The task: Rewrite the lines of every item below as a Markdown table with the columns Row and Line. Put a row number in Row and the line itself in Line, and leave out blank lines.

Exercise inputs:
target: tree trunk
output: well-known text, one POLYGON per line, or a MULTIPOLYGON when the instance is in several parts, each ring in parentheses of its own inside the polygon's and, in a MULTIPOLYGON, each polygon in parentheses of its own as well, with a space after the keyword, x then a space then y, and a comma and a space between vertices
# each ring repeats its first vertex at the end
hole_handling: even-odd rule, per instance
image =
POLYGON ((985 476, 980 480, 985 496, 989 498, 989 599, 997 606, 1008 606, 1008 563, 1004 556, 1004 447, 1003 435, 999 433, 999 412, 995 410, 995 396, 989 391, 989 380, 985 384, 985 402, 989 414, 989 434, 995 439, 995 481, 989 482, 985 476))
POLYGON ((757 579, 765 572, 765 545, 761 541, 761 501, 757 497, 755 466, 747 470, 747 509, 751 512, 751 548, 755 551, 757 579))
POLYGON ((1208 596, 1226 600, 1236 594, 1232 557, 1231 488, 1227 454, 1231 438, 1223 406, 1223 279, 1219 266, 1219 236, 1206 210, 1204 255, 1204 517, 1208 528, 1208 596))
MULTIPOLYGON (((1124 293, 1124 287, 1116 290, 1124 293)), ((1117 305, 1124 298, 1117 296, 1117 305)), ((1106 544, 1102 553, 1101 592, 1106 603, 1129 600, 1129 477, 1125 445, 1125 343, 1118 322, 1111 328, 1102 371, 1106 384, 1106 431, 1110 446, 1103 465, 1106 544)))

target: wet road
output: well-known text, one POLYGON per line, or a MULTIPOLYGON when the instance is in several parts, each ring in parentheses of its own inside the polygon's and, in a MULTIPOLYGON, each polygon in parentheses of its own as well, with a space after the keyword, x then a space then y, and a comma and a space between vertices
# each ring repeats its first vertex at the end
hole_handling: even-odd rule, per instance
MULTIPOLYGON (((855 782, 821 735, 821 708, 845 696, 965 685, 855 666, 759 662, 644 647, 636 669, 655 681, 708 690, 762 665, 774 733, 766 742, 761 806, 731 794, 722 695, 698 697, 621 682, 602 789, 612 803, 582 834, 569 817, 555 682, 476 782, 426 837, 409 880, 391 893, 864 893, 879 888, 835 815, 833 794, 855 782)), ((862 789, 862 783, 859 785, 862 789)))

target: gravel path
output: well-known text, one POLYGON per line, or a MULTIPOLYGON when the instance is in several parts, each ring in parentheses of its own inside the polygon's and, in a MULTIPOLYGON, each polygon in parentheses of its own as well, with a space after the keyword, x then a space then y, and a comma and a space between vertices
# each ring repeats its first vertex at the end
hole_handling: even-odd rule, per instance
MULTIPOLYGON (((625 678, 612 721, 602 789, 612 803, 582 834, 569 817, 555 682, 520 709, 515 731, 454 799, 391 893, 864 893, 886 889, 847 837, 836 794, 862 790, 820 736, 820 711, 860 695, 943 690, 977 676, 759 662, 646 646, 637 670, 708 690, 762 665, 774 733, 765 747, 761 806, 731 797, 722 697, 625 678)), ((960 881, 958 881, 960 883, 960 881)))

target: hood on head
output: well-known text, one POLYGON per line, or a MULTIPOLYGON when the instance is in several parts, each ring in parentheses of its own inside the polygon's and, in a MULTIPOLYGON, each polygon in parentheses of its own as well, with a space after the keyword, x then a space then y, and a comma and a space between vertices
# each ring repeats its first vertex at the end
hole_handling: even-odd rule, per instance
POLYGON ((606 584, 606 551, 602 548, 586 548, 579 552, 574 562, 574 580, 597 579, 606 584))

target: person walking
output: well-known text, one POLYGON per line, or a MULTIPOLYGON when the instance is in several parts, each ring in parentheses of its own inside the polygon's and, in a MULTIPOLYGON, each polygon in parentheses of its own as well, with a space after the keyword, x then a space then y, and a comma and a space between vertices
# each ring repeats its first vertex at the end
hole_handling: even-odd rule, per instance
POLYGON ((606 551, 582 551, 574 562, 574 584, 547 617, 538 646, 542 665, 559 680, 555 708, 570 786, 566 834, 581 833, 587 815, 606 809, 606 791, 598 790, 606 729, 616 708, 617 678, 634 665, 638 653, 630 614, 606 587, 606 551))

The completed task:
| Row | Line |
|---|---|
| 1 | target: tree trunk |
| 2 | output: well-known text, one POLYGON per line, or a MULTIPOLYGON when the instance is in several parts, each ring in parentheses of its own inside the polygon's and, in a MULTIPOLYGON, each polygon in parentheses of its own as well, with a space after the keyword, x then a space then y, and a comma and a space between vertices |
| 3 | # each ring repeats its first vertex at the end |
| 4 | hole_handling: even-odd rule, per instance |
| 5 | image = |
| 6 | POLYGON ((985 476, 980 480, 985 496, 989 498, 989 599, 997 606, 1008 606, 1008 563, 1004 556, 1004 447, 1003 435, 999 433, 999 412, 995 410, 995 396, 989 391, 989 380, 985 384, 985 402, 989 414, 989 434, 995 439, 995 481, 989 482, 985 476)) |
| 7 | POLYGON ((757 579, 765 572, 765 545, 761 541, 761 501, 757 497, 755 466, 747 470, 747 509, 751 512, 751 548, 755 551, 757 579)) |
| 8 | POLYGON ((1208 596, 1226 600, 1236 594, 1232 557, 1231 488, 1227 454, 1231 438, 1223 406, 1223 279, 1219 266, 1219 236, 1206 210, 1204 255, 1204 517, 1208 528, 1208 596)) |
| 9 | MULTIPOLYGON (((1124 293, 1124 287, 1116 290, 1124 293)), ((1117 305, 1124 298, 1117 296, 1117 305)), ((1106 544, 1102 553, 1101 592, 1106 603, 1129 600, 1129 477, 1125 445, 1125 343, 1118 322, 1111 328, 1102 371, 1106 384, 1106 431, 1110 446, 1103 465, 1106 544))) |
| 10 | target: wet road |
| 11 | output: well-known text, one POLYGON per line, or a MULTIPOLYGON when the instance is in several parts, each ring in parentheses of its own inside the polygon's and, in a MULTIPOLYGON, each polygon in parentheses of its own as well, with a space after the keyword, x then a space then y, and a comma and a space between vertices |
| 12 | # each ring repeats its first vertex at the end |
| 13 | hole_handling: even-odd rule, per instance |
| 14 | MULTIPOLYGON (((855 782, 821 735, 821 708, 845 696, 965 685, 855 666, 759 662, 644 647, 636 669, 655 681, 708 690, 762 665, 774 733, 766 742, 761 806, 731 794, 722 695, 698 697, 621 682, 602 789, 612 803, 582 834, 569 817, 555 682, 476 782, 426 837, 409 880, 391 893, 864 893, 879 888, 835 815, 833 794, 855 782)), ((862 789, 862 783, 859 785, 862 789))) |
| 15 | target: gravel path |
| 16 | output: well-known text, one POLYGON per line, or a MULTIPOLYGON when the instance is in several parts, each ring in parentheses of its own inside the polygon's and, in a MULTIPOLYGON, each polygon in parentheses of its own as well, with a space after the keyword, x then a space then y, and a comma and a space between vertices |
| 17 | # each ring repeats its first vertex at the end |
| 18 | hole_handling: even-odd rule, per instance |
| 19 | MULTIPOLYGON (((625 678, 612 721, 602 789, 612 803, 582 834, 569 817, 555 682, 520 709, 515 731, 454 799, 391 893, 864 893, 886 889, 847 837, 836 794, 862 790, 820 736, 820 711, 860 695, 943 690, 977 676, 759 662, 646 646, 637 670, 708 690, 762 665, 774 733, 765 747, 761 806, 731 797, 722 697, 625 678)), ((960 881, 958 881, 960 883, 960 881))) |
| 20 | target: hood on head |
| 21 | output: well-known text, one POLYGON per line, or a MULTIPOLYGON when the instance is in several parts, each ring in parentheses of its own inside the polygon's and, in a MULTIPOLYGON, each polygon in parentheses of its own as well, with a space after the keyword, x then a space then y, and a comma and a space between vertices |
| 22 | # each ring repeats its first vertex at the end |
| 23 | hole_handling: even-odd rule, per instance |
| 24 | POLYGON ((606 584, 606 551, 602 548, 586 548, 579 552, 574 562, 574 580, 597 579, 606 584)) |
| 25 | target: person walking |
| 26 | output: well-known text, one POLYGON per line, or a MULTIPOLYGON when the instance is in several parts, each ring in parentheses of its own inside the polygon's and, in a MULTIPOLYGON, each polygon in parentheses of its own as well, with a space after the keyword, x then a space then y, and a comma and a space between vertices |
| 27 | # each ring repeats its first vertex at the end |
| 28 | hole_handling: even-odd rule, per instance |
| 29 | POLYGON ((606 551, 582 551, 574 562, 574 584, 547 617, 538 646, 542 665, 559 680, 555 708, 570 786, 566 834, 581 833, 587 815, 606 809, 606 791, 598 790, 606 729, 616 708, 617 678, 634 665, 638 653, 630 614, 606 587, 606 551)) |